--- BEGIN ---

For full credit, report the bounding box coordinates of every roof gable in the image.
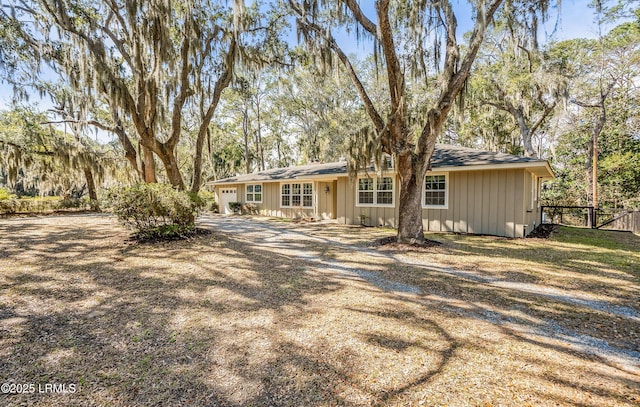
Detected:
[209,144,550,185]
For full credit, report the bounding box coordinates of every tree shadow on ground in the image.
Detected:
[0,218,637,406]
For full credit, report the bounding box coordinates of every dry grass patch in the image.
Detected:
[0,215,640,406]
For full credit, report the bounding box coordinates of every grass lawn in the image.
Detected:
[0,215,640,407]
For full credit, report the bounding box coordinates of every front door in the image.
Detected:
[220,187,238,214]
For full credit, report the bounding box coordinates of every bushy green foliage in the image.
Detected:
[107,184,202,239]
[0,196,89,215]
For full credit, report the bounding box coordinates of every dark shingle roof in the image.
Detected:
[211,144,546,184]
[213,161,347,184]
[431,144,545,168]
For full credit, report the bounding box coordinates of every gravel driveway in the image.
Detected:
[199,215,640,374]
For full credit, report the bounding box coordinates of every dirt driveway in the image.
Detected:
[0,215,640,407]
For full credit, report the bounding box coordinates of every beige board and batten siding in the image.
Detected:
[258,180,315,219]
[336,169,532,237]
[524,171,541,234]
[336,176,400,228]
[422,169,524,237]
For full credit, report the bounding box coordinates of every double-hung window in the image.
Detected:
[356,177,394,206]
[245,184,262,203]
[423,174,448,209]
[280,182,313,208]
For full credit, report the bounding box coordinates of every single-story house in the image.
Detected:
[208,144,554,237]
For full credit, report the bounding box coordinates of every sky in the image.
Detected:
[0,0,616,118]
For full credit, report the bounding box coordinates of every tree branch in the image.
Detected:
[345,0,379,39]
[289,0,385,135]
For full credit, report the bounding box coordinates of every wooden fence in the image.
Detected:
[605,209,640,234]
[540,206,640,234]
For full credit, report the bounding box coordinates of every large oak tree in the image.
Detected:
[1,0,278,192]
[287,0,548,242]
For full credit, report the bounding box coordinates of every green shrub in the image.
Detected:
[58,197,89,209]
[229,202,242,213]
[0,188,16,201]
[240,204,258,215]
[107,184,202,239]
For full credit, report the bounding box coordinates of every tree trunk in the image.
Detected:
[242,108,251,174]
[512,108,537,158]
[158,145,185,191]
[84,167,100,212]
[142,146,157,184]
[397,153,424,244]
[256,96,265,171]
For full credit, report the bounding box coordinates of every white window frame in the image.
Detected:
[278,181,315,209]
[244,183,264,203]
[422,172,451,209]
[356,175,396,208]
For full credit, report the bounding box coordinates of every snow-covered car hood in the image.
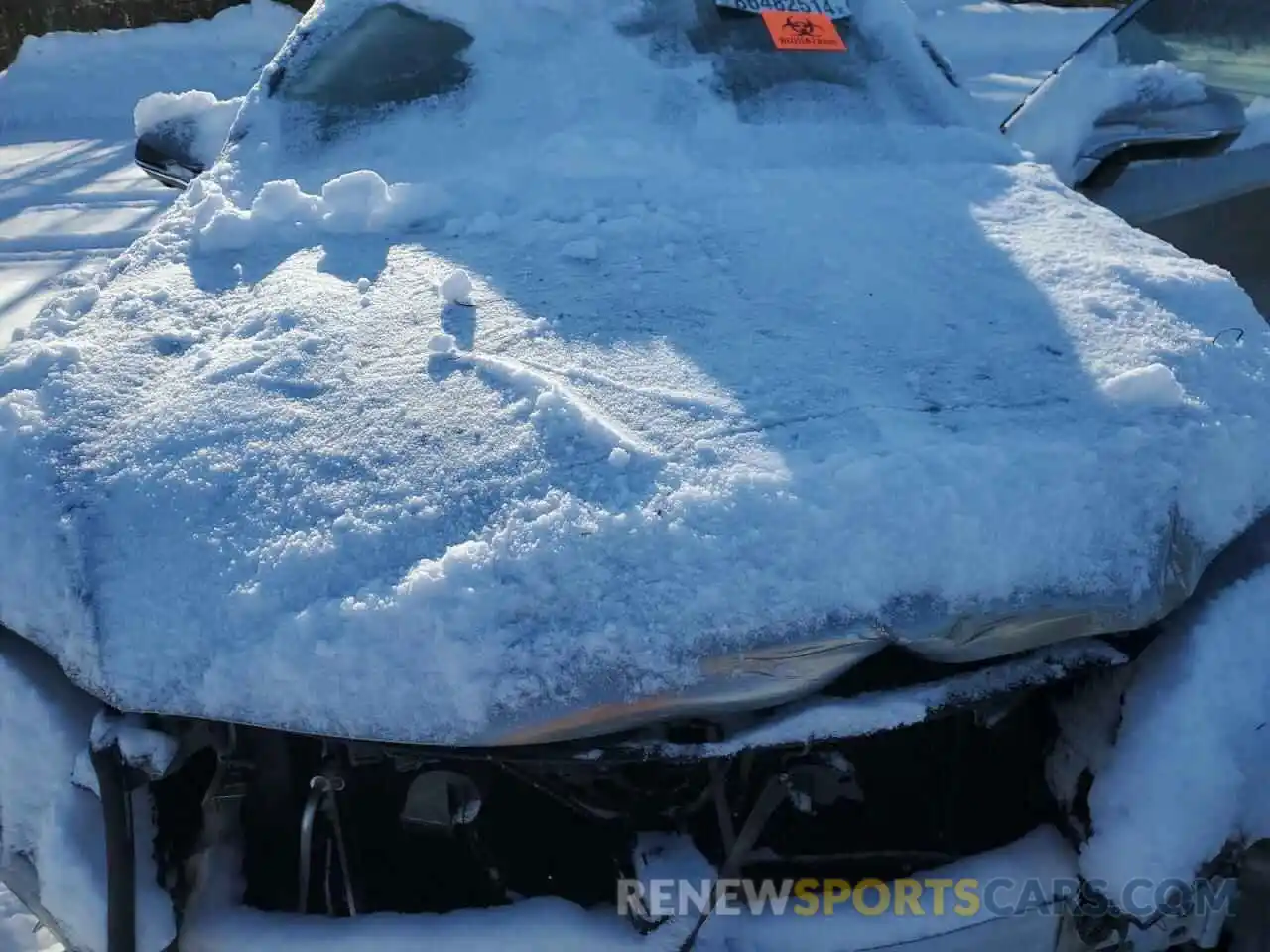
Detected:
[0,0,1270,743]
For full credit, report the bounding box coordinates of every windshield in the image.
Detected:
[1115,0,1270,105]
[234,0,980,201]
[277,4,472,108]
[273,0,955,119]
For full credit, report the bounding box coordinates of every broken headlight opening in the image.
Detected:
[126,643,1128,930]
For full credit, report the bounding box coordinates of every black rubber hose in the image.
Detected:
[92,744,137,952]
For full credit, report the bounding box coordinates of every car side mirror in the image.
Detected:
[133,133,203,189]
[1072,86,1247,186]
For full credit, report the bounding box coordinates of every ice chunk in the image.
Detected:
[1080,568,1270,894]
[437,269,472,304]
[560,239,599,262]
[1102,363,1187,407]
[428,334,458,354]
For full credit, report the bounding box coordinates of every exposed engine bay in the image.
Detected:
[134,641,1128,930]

--- END ---

> Exercise description
Can you shift every bounding box coordinate in the answers up by 41 while writing out the entries again, from the start of the entries through the line holding "[0,215,640,406]", inclusive? Keep the requests as they are, and leave the pictures out.

> Exercise result
For full credit, report the bounding box coordinates of every roof gable in the image.
Detected:
[250,185,591,226]
For full credit, report the bounding box coordinates of every tree shadow on ground in the image.
Detected:
[41,259,678,447]
For full credit, report the bounding box coordinates of every dry grass patch in the image.
Detected:
[41,256,681,447]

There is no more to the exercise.